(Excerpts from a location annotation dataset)

════

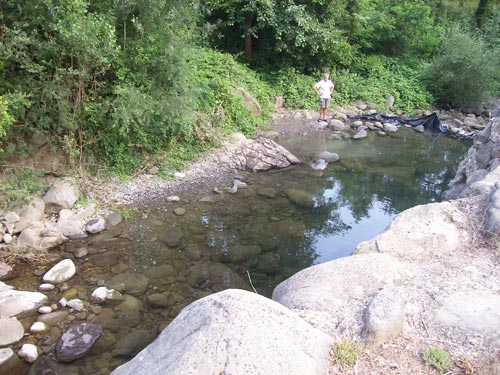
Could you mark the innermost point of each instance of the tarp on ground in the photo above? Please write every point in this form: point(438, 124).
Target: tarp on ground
point(430, 122)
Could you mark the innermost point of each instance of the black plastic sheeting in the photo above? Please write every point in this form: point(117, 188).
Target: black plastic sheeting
point(430, 122)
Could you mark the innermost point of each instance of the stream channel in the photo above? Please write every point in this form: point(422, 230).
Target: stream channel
point(282, 222)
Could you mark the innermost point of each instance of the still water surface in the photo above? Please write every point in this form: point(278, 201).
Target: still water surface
point(284, 221)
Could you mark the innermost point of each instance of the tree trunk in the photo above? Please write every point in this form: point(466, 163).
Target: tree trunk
point(248, 39)
point(480, 11)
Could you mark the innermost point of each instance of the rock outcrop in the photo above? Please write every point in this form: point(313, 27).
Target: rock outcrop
point(234, 332)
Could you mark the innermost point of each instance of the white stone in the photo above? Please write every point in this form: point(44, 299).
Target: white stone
point(11, 331)
point(75, 304)
point(20, 303)
point(94, 226)
point(61, 272)
point(45, 287)
point(39, 327)
point(45, 310)
point(28, 352)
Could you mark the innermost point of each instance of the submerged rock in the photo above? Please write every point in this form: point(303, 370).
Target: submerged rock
point(77, 341)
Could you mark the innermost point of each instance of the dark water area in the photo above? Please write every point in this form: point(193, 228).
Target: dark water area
point(282, 222)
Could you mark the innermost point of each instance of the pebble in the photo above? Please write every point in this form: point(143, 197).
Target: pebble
point(39, 327)
point(45, 287)
point(75, 304)
point(28, 352)
point(45, 310)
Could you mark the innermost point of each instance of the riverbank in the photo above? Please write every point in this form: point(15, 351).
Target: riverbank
point(440, 273)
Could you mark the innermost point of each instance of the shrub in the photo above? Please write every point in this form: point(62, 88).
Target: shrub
point(463, 72)
point(437, 358)
point(345, 353)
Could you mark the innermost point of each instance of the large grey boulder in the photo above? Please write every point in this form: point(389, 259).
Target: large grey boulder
point(259, 154)
point(384, 316)
point(77, 341)
point(43, 236)
point(434, 229)
point(11, 331)
point(492, 221)
point(30, 214)
point(234, 332)
point(60, 196)
point(332, 296)
point(61, 272)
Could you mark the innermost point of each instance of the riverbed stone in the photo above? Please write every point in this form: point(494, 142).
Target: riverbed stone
point(107, 319)
point(28, 352)
point(239, 253)
point(71, 229)
point(61, 272)
point(160, 272)
point(330, 157)
point(10, 363)
point(130, 283)
point(7, 272)
point(77, 341)
point(61, 195)
point(133, 343)
point(106, 259)
point(46, 365)
point(384, 316)
point(103, 294)
point(39, 327)
point(300, 198)
point(96, 225)
point(195, 343)
point(20, 303)
point(11, 331)
point(172, 237)
point(113, 219)
point(53, 318)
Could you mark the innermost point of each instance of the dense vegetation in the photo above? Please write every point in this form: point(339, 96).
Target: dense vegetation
point(113, 82)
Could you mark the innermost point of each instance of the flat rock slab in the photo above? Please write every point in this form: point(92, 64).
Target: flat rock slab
point(20, 303)
point(473, 311)
point(61, 272)
point(234, 332)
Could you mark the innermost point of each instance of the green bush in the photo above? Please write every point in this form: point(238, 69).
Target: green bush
point(437, 358)
point(374, 78)
point(216, 76)
point(345, 353)
point(463, 72)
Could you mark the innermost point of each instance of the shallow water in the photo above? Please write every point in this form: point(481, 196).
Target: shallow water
point(284, 221)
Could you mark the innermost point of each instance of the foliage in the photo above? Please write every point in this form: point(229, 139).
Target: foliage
point(345, 353)
point(18, 186)
point(374, 78)
point(295, 87)
point(437, 358)
point(217, 76)
point(277, 33)
point(463, 72)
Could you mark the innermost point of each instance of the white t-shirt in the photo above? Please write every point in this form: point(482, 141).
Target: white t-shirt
point(324, 88)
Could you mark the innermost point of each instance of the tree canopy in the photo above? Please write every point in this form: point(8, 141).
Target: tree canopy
point(114, 81)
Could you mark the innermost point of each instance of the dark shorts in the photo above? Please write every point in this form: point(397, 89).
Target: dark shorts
point(323, 103)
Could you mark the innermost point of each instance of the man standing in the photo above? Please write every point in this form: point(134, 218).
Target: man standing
point(324, 89)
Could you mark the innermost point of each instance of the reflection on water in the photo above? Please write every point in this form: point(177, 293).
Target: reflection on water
point(284, 221)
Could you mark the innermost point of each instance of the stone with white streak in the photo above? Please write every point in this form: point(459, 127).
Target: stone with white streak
point(61, 272)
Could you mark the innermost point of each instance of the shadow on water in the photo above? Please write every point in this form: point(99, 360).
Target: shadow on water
point(281, 223)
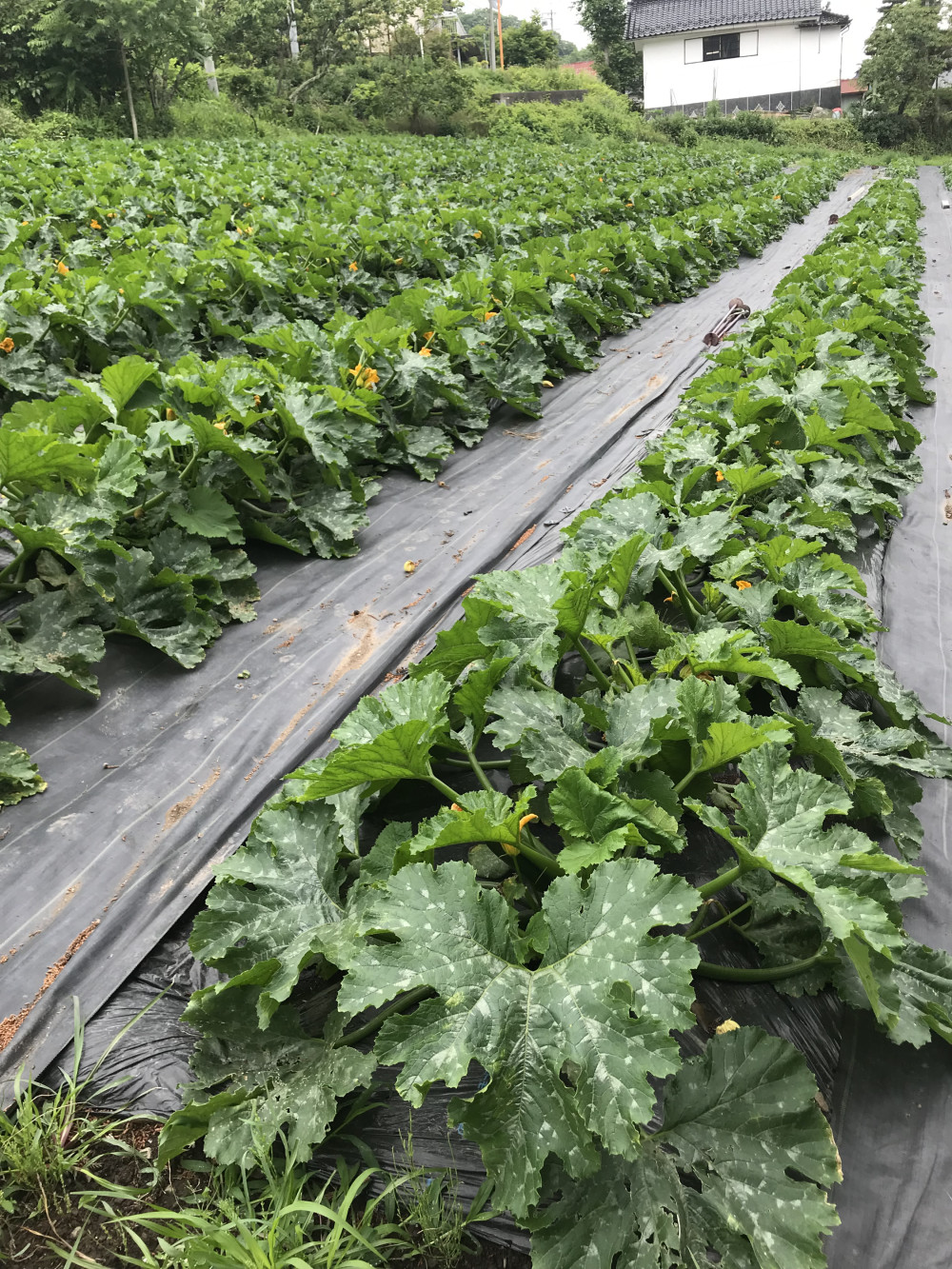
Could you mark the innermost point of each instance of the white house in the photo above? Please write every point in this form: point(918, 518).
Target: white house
point(749, 54)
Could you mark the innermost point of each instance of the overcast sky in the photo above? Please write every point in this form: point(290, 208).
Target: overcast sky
point(566, 23)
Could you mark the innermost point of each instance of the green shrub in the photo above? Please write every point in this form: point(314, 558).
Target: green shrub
point(825, 133)
point(744, 126)
point(56, 126)
point(217, 119)
point(677, 129)
point(11, 126)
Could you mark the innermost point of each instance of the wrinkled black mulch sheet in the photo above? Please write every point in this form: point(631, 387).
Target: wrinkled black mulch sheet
point(95, 871)
point(893, 1105)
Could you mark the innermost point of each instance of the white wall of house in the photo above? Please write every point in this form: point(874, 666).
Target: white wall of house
point(776, 57)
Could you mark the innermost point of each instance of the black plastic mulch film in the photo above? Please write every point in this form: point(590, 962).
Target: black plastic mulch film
point(160, 780)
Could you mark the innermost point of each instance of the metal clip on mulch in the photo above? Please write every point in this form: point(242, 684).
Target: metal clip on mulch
point(737, 312)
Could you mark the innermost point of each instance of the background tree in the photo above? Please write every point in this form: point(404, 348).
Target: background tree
point(905, 54)
point(616, 58)
point(529, 43)
point(152, 42)
point(36, 73)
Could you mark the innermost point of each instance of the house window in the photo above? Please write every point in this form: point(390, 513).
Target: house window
point(718, 49)
point(715, 49)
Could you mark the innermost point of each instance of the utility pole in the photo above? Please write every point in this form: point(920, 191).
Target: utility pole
point(292, 31)
point(209, 73)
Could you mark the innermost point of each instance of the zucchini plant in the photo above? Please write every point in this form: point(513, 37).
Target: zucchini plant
point(493, 869)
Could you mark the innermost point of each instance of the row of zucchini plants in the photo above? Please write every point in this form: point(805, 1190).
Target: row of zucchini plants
point(129, 499)
point(498, 867)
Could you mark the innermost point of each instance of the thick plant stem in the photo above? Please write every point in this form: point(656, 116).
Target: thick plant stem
point(444, 788)
point(706, 929)
point(494, 764)
point(676, 585)
point(398, 1006)
point(768, 974)
point(597, 673)
point(480, 774)
point(719, 883)
point(684, 783)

════

▶ **Short problem**
Render the lines of all the items above as a JSON list of strings, with one string per line. Skip blank lines and leave the pictures out.

▶ **Worked answer**
[
  "Could you mark the innermost point of each instance of the tarp on ground in the photo above? Please write every point in this form: point(438, 124).",
  "Target: tarp on ground",
  "point(430, 122)",
  "Could you mark the innermost point of each instance of the black plastic sheeting in the photo above? Please write every point in this form: point(117, 188).",
  "Target: black plastic sheeting",
  "point(430, 122)",
  "Could you mark the innermost point of each instance of the stream channel in the photo above? Please write every point in this form: point(422, 230).",
  "Target: stream channel",
  "point(282, 222)",
  "Could you mark the innermost point of each instance of the still water surface in the photo above? Please write every point in this form: point(278, 201).",
  "Target: still water surface",
  "point(284, 221)",
  "Could you mark the innermost point of each instance of the tree trunk in the photo above? Please write every point in this form: point(466, 163).",
  "Target: tree trunk",
  "point(248, 39)",
  "point(480, 11)",
  "Could you mark the innermost point of each instance of the rock outcrop in the photo above? Please write every point in this form: point(313, 27).",
  "Target: rock outcrop",
  "point(234, 332)",
  "Could you mark the innermost point of each instance of the white stone in the photo above? Please write every point in this form: point(44, 299).",
  "Target: white stone",
  "point(11, 331)",
  "point(75, 304)",
  "point(20, 303)",
  "point(94, 226)",
  "point(61, 272)",
  "point(45, 287)",
  "point(39, 327)",
  "point(45, 310)",
  "point(28, 352)",
  "Could you mark the innermost point of each instance of the submerged rock in the photo above? Please write every point in this form: point(303, 370).",
  "Target: submerged rock",
  "point(77, 341)",
  "Could you mark the innermost point of each instance of the dark water area in the photo above? Please write every point in this form: point(193, 228).",
  "Target: dark water area",
  "point(282, 222)",
  "Could you mark the innermost point of each instance of the pebble in the photo above? Please write every point in this form: point(143, 197).",
  "Target: pebble",
  "point(39, 327)",
  "point(45, 287)",
  "point(75, 304)",
  "point(28, 352)",
  "point(45, 310)",
  "Could you mark the innermost point of each instance of the riverbank in the photo above? Please write every point in this form: point(15, 351).",
  "Target: riverbank",
  "point(440, 273)",
  "Could you mark the innermost point of each instance of the shrub in the photo above? Please write every point in this form: point(62, 88).",
  "Target: shrub",
  "point(463, 72)",
  "point(437, 358)",
  "point(345, 353)",
  "Could you mark the innermost point of each instance of the large grey boulder in the photo above? Please write every point in this form: point(389, 259).",
  "Target: large grey boulder",
  "point(259, 154)",
  "point(384, 316)",
  "point(77, 341)",
  "point(43, 236)",
  "point(434, 229)",
  "point(11, 331)",
  "point(492, 221)",
  "point(30, 214)",
  "point(234, 332)",
  "point(60, 196)",
  "point(332, 296)",
  "point(61, 272)",
  "Could you mark the innermost point of each instance of the riverbed stone in the photo above? Please write every point in this form: point(494, 142).",
  "Target: riverbed stone",
  "point(107, 319)",
  "point(28, 352)",
  "point(239, 253)",
  "point(71, 229)",
  "point(61, 272)",
  "point(160, 272)",
  "point(330, 157)",
  "point(10, 363)",
  "point(130, 283)",
  "point(7, 272)",
  "point(77, 341)",
  "point(61, 195)",
  "point(133, 343)",
  "point(106, 259)",
  "point(46, 365)",
  "point(384, 316)",
  "point(103, 294)",
  "point(39, 327)",
  "point(300, 198)",
  "point(96, 225)",
  "point(195, 343)",
  "point(20, 303)",
  "point(11, 331)",
  "point(172, 237)",
  "point(113, 219)",
  "point(53, 318)",
  "Could you mark the innermost point of each instance of the dense vegetation in the photo above? Please write every point in this form: point(339, 96).",
  "Target: dense vegetation",
  "point(113, 82)",
  "Could you mark the innermost point of each instance of the flat rock slab in the photo above? Please write every point in this form: point(92, 64).",
  "Target: flat rock slab",
  "point(20, 303)",
  "point(473, 311)",
  "point(61, 272)",
  "point(234, 332)",
  "Could you mark the innermost point of each instance of the green bush in the photo above? Please write every point in this form: point(238, 69).",
  "Target: green bush",
  "point(437, 358)",
  "point(374, 78)",
  "point(216, 76)",
  "point(345, 353)",
  "point(463, 72)",
  "Could you mark the innermost point of each instance of the shallow water in the photo above? Please write every point in this form: point(481, 196).",
  "Target: shallow water",
  "point(284, 221)",
  "Could you mark the innermost point of each instance of the foliage in the photo above? Please write every point in this form: point(229, 139).",
  "Target: foliage",
  "point(345, 353)",
  "point(18, 186)",
  "point(374, 78)",
  "point(295, 87)",
  "point(437, 358)",
  "point(217, 76)",
  "point(277, 33)",
  "point(463, 72)",
  "Could you mark the innermost point of each instance of the white t-shirt in the photo above? Please write every point in this form: point(482, 141).",
  "Target: white t-shirt",
  "point(324, 88)",
  "Could you mark the innermost point of each instance of the tree canopy in the photo above? Please write every point in this form: point(8, 141).",
  "Target: tree canopy",
  "point(114, 81)",
  "Could you mark the innermost point of each instance of the dark shorts in the photo above? Please write every point in this form: point(397, 89).",
  "Target: dark shorts",
  "point(323, 103)",
  "Could you mark the innermost point of each instance of the man standing in the photo above? Please write every point in this form: point(134, 218).",
  "Target: man standing",
  "point(324, 89)",
  "Could you mark the innermost point of each instance of the reflection on water in the photo above? Please write every point in this form: point(177, 293).",
  "Target: reflection on water",
  "point(284, 221)",
  "Could you mark the innermost point of each instance of the stone with white streak in the photo above? Please write every point in this form: point(459, 127).",
  "Target: stone with white streak",
  "point(61, 272)",
  "Could you mark the innermost point of each instance of the shadow on water in the photo above? Please write every point in this form: point(99, 360).",
  "Target: shadow on water",
  "point(281, 223)",
  "Could you mark the innermost point of each instance of the white house in the photo above? Please write every point in this form: point(918, 518).",
  "Target: white house",
  "point(749, 54)",
  "Could you mark the innermost point of each instance of the overcast sky in the photo above? Please write every point in this form: point(290, 208).",
  "Target: overcast sky",
  "point(566, 23)",
  "Could you mark the innermost point of each instance of the green shrub in the photo above? Please write every point in this form: point(314, 558).",
  "Target: green shrub",
  "point(825, 133)",
  "point(744, 126)",
  "point(56, 126)",
  "point(217, 119)",
  "point(677, 129)",
  "point(11, 126)",
  "Could you mark the innermost point of each instance of the wrinkled black mulch sheet in the photo above? Please write every point in this form: point(631, 387).",
  "Target: wrinkled black mulch sheet",
  "point(95, 871)",
  "point(893, 1105)",
  "Could you mark the innermost point of each instance of the white wall of house in the photo above? Please write every point in this form: point(874, 666).",
  "Target: white wall of house",
  "point(776, 57)",
  "Could you mark the innermost point of each instance of the black plastic mulch film in the photo above? Please write every point in this form: point(590, 962).",
  "Target: black plastic mulch film",
  "point(160, 780)",
  "Could you mark the innermost point of each instance of the metal clip on mulch in the photo above? Please write every point in this form: point(242, 684).",
  "Target: metal clip on mulch",
  "point(737, 312)",
  "Could you mark the innermost point of each instance of the background tree in the photo above? Please write every point in this form: point(404, 348).",
  "Target: background tree",
  "point(905, 54)",
  "point(616, 58)",
  "point(529, 43)",
  "point(152, 42)",
  "point(36, 73)",
  "Could you mark the innermost point of each instance of the house window in the photo above? Please write every point in this form: point(390, 513).",
  "Target: house window",
  "point(718, 49)",
  "point(715, 49)",
  "Could you mark the innermost point of each instance of the utility pole in the photo above? Please write every point in this form: point(920, 191).",
  "Target: utility pole",
  "point(292, 31)",
  "point(209, 73)",
  "Could you mark the innermost point of each instance of the zucchini plant in the photo above? Please write every point in this form: point(513, 37).",
  "Target: zucchini plant",
  "point(493, 869)",
  "Could you mark the innermost point of each instance of the row of zucchini plants in the photo above? Please write every point in this form: point(805, 1190).",
  "Target: row of zucchini plants",
  "point(129, 499)",
  "point(498, 867)",
  "Could you mark the innermost point of each instance of the thick plant stem in the photo above? Please write every point in this form: point(656, 116).",
  "Target: thick plant stem",
  "point(444, 788)",
  "point(706, 929)",
  "point(494, 764)",
  "point(676, 585)",
  "point(398, 1006)",
  "point(768, 974)",
  "point(597, 673)",
  "point(480, 774)",
  "point(719, 883)",
  "point(684, 783)"
]